** begin **

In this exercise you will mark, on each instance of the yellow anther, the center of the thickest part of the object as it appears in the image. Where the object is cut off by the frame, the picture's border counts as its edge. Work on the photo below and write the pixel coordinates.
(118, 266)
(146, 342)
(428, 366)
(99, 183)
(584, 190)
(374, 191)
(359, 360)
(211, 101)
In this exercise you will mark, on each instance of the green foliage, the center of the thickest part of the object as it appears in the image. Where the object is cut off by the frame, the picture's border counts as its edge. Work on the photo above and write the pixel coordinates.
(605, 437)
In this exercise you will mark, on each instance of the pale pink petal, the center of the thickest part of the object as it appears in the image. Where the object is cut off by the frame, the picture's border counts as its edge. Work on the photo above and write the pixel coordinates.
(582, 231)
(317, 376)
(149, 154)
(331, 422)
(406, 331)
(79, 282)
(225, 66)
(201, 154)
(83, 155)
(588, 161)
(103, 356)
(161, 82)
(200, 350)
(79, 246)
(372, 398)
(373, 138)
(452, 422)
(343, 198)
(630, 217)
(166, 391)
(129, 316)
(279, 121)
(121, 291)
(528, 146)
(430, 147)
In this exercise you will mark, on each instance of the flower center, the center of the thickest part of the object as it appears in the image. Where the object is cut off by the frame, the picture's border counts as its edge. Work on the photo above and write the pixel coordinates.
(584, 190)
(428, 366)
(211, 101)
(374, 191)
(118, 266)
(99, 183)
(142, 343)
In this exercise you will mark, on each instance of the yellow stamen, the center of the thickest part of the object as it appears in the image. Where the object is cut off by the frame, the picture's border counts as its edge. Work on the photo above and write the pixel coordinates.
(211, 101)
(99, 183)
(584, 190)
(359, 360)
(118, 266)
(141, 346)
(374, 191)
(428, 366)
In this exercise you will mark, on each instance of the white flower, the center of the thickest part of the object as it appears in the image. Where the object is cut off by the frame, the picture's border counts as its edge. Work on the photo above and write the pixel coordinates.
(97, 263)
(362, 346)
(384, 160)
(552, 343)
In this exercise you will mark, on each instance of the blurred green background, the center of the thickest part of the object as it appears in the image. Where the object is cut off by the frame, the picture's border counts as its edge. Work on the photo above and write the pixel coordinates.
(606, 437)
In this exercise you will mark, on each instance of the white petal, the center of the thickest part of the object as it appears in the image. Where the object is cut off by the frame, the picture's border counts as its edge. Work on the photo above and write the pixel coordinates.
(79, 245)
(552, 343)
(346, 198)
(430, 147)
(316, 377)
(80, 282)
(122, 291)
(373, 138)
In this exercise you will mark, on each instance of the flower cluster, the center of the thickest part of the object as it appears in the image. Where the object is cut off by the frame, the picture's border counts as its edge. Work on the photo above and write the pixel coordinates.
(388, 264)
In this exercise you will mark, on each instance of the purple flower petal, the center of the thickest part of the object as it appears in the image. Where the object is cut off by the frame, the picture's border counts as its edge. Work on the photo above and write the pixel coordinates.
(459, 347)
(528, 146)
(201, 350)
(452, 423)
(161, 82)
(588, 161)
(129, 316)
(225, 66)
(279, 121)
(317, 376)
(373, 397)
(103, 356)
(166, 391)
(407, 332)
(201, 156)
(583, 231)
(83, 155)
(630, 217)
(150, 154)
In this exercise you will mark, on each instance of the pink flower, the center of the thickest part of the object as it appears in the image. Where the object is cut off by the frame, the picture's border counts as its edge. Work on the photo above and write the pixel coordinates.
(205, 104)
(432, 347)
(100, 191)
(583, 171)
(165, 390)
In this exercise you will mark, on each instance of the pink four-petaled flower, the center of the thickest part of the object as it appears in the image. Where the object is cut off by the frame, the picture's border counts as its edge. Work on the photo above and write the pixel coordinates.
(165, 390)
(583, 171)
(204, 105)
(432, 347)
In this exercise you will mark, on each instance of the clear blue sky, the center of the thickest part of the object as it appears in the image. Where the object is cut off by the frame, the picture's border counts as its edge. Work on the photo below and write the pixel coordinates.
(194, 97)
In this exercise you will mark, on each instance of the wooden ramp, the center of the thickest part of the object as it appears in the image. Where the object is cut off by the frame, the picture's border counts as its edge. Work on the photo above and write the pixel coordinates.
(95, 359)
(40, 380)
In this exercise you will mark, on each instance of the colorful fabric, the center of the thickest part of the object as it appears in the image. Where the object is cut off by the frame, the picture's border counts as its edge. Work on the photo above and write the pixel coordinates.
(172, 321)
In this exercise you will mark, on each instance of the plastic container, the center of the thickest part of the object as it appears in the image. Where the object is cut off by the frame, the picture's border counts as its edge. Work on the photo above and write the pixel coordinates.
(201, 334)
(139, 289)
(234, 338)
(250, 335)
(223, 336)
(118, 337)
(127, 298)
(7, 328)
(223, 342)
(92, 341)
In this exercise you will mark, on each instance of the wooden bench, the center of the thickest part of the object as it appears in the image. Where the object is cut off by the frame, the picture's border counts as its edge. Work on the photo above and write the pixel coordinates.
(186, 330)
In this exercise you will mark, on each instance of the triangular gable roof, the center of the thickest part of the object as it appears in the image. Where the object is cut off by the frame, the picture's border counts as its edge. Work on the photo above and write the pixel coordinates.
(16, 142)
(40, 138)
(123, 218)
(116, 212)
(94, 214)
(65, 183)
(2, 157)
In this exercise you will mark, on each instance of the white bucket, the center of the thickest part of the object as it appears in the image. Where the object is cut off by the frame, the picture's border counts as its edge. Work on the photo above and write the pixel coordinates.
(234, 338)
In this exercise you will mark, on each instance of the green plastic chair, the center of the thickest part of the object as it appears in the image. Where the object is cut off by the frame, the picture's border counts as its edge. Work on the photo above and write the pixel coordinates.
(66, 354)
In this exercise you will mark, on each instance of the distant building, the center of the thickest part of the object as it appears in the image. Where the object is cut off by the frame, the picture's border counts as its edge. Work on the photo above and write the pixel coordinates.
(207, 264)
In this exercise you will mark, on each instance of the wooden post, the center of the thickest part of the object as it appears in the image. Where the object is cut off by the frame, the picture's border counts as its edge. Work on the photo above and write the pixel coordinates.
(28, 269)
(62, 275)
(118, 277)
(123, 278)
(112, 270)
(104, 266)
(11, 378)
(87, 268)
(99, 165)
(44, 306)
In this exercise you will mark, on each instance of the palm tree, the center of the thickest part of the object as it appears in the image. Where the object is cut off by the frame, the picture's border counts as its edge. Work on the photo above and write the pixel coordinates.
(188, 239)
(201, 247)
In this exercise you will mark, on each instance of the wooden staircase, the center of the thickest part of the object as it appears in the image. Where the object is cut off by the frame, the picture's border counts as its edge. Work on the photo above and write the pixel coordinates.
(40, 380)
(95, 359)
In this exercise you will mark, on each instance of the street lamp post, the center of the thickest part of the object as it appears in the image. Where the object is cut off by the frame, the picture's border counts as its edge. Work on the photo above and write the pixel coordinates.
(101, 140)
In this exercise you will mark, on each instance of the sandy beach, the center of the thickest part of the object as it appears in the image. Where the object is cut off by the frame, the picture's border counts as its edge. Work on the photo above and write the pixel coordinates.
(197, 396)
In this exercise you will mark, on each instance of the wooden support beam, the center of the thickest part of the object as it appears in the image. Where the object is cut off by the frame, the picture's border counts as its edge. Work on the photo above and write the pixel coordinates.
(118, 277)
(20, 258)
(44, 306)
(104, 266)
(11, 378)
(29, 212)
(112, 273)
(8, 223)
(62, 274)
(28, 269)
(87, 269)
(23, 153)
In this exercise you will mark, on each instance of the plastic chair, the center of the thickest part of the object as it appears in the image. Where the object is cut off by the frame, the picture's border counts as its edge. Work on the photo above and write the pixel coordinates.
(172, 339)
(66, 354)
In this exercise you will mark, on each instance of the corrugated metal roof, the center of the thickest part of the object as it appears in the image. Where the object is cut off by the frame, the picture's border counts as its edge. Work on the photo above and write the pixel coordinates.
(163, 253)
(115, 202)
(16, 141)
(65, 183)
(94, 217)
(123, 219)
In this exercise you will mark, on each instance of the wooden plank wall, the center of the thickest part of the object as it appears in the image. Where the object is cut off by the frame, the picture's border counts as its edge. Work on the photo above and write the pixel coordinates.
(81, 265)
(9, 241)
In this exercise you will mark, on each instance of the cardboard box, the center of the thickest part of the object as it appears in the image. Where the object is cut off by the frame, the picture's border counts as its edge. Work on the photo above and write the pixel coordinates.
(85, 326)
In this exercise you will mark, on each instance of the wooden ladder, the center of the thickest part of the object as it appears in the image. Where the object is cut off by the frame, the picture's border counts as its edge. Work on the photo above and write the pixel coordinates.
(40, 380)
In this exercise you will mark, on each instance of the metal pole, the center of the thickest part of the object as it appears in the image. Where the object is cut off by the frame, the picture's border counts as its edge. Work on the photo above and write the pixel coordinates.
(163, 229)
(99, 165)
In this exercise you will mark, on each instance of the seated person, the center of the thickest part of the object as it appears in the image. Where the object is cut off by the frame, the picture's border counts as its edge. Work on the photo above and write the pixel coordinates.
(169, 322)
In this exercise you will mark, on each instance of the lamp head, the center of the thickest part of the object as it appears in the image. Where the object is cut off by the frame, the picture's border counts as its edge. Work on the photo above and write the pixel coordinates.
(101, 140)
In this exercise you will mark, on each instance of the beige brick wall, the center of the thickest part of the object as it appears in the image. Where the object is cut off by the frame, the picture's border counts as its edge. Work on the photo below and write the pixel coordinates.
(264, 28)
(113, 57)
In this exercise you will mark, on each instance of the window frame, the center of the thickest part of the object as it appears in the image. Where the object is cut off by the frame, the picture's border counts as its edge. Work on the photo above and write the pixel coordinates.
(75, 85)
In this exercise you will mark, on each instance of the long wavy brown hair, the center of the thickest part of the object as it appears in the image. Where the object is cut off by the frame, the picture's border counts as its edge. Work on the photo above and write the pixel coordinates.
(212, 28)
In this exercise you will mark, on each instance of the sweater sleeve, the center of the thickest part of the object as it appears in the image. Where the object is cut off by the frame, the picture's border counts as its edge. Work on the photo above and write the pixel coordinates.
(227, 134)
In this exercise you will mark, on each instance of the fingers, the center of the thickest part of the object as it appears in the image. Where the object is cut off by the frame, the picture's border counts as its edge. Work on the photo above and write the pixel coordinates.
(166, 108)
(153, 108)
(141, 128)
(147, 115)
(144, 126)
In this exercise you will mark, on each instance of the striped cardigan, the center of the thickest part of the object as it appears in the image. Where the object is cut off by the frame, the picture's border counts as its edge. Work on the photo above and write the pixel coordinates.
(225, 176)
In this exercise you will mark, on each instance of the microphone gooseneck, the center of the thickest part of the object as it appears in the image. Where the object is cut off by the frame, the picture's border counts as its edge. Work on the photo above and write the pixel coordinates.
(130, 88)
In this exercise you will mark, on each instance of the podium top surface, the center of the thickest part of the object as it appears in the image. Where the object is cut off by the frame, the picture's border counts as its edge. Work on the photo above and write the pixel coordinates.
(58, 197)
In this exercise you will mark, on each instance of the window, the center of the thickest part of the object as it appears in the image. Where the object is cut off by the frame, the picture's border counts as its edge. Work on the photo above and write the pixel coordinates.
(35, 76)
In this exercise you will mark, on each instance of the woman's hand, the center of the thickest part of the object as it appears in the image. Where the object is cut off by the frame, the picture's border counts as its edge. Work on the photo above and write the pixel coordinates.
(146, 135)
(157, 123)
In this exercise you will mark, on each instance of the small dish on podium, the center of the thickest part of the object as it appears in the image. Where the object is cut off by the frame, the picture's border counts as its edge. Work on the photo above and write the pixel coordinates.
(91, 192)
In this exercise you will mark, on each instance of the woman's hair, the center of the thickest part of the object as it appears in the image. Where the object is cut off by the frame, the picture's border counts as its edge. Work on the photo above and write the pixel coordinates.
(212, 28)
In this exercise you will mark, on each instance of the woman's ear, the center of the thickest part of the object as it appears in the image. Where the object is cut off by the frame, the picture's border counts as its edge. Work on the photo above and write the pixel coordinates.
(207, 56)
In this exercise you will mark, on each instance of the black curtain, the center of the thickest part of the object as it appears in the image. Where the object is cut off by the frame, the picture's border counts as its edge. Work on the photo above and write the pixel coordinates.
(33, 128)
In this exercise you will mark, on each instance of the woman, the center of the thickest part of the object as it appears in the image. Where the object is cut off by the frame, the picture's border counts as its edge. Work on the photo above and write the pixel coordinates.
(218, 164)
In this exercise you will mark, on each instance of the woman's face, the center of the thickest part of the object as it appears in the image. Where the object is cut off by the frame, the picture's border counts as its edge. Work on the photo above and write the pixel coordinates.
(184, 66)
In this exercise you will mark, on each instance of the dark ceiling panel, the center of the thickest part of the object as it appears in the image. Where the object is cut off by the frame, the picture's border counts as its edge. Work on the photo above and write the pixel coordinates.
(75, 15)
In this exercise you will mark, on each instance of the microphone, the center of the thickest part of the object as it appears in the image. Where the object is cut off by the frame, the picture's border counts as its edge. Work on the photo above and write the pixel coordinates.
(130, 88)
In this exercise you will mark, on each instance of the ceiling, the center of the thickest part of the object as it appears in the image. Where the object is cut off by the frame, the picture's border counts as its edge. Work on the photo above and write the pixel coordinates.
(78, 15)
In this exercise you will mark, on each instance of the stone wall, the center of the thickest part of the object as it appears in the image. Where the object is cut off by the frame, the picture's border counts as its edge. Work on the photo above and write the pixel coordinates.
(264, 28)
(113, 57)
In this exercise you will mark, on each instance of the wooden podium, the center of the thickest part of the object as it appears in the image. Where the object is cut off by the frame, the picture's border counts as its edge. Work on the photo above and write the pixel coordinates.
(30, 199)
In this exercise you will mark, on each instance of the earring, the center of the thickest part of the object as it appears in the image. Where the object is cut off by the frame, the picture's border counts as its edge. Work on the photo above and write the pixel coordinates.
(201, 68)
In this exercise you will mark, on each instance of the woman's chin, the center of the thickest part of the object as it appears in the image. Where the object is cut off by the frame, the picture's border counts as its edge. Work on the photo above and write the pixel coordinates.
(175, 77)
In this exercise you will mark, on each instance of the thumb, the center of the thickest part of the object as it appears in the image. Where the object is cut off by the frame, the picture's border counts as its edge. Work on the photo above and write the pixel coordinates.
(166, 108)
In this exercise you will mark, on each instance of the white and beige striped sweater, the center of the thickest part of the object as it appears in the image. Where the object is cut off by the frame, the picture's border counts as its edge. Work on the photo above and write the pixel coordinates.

** end **

WHAT THIS TASK INVOLVES -
Write out once more the lines above beginning at the line with "woman's chin, the"; continue through the final line and stop there.

OUTPUT FOR THIS EXERCISE -
In this exercise you will mark, on each instance of the woman's chin, the center of the thickest part of the object as it appears in the image. Where the object is cut off by the frame, the picture's border counts as its edge. Work on the photo above and write the pixel coordinates.
(175, 77)
In this exercise you will mark, on each instance of the thumb, the center of the thickest part of the object as it appears in the image. Where the object is cut off by the frame, the picture's border counts as its edge. Work on the photo above and write the pixel coordinates.
(166, 108)
In this exercise you will mark, on each instance of the white and beige striped sweater, the center of the thickest part of the object as it appears in the image. Where the object is cut off by the frame, the picture's border counts as its edge. Work on the photo above and write the pixel coordinates.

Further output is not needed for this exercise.